** Study material follows **

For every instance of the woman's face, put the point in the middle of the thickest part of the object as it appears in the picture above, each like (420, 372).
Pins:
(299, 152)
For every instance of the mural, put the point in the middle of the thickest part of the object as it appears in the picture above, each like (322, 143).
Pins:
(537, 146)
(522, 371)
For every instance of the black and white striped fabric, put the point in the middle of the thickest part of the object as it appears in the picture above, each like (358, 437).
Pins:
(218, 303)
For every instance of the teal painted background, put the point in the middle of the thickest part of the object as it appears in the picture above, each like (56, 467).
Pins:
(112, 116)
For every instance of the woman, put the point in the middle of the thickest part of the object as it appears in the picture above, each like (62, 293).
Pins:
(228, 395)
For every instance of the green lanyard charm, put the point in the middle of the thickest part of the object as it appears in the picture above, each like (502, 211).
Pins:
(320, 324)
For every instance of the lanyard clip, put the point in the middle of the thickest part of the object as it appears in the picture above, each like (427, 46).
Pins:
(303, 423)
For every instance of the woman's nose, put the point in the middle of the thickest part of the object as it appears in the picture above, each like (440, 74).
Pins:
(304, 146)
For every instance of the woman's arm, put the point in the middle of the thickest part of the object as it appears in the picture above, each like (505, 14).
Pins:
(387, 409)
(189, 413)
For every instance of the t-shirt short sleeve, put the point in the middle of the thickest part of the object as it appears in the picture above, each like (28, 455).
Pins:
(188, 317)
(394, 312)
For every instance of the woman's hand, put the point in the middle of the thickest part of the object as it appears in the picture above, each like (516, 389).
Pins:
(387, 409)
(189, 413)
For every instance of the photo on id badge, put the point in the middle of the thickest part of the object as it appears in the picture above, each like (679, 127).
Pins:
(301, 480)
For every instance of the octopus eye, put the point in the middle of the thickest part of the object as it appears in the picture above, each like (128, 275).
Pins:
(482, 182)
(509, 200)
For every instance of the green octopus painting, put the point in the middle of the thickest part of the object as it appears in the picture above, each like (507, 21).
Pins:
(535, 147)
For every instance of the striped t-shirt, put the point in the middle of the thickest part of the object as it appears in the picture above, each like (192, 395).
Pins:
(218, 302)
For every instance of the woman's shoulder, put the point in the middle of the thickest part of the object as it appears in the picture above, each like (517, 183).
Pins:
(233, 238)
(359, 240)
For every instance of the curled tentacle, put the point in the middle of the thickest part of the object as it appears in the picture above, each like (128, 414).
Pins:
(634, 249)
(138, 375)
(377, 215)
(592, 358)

** End of Study material **

| Requirement |
Transcribe the entries above exactly.

| Written solution |
For every instance of the woman's face, put the point in the middle of the thickest part of the object as it appears in the picture above, each like (420, 372).
Pins:
(299, 152)
For every instance of the mural, put the point in the middle of the thickest part of the object as it appears in the picture above, each like (322, 143).
Pins:
(537, 146)
(522, 371)
For every instance of the black and white striped fabric, put the point in the middle of the thickest part of the object as it appears in the picture above, each like (358, 437).
Pins:
(218, 303)
For every instance of the teal painted background, put the point in the middle of the thickest part of the object as it appears in the picture above, each like (56, 467).
Pins:
(112, 116)
For every instance of the woman, put the point in the middle of the thickest part of the object as it appears in the picture above, each like (62, 293).
Pins:
(228, 395)
For every instance of the green lanyard charm, put the point in the middle of the thickest part of the object as it appears in the picture above, each like (502, 211).
Pins:
(320, 324)
For every instance of the lanyard clip, put the point in the middle of the thickest part of the object as it appears in the picture above, each like (427, 46).
Pins:
(303, 423)
For every instance of the woman's nose, put the point in the middle of the thickest part of the object as it appears in the picture above, each like (440, 74).
Pins:
(304, 146)
For every instance of the woman's arm, put the point in the middle of the thickest part of the object as it appears in the picture above, each like (505, 14).
Pins:
(387, 409)
(189, 413)
For every instance of the t-shirt short sleeve, put the point in the middle of the thickest part of the object as it appears in the picture above, each like (28, 455).
Pins:
(188, 317)
(394, 312)
For every instance of the woman's hand, put the point in the middle of the thickest part of the object as it appears in the picture above, each like (516, 389).
Pins:
(387, 409)
(189, 413)
For every instance of the photo on id badge, put the point in the middle of the thickest part of the object as it appears in the picture above, each like (679, 127).
Pins:
(301, 480)
For every instance of the octopus eye, put the point in the middle of the thickest part of the object as it appears in the picture above, each like (128, 275).
Pins:
(482, 182)
(509, 200)
For every instance of the green octopus painting, put the point in the middle of the thickest part of the object as it appears in the picture above, each like (507, 21).
Pins:
(535, 147)
For every instance of the striped t-shirt, put the point in the middle of the thickest part of the object as it appears in the picture above, each like (192, 395).
Pins:
(218, 302)
For every instance of the woman's shoulder, put the point in the middle of the thickest part of the object as it appears in the picture above, each like (517, 183).
Pins:
(233, 238)
(359, 240)
For every instance of the curled tentacle, put the point in the middle of the thickest part of the object as it appears in the picture above, each like (128, 414).
Pins:
(634, 249)
(138, 375)
(377, 215)
(592, 358)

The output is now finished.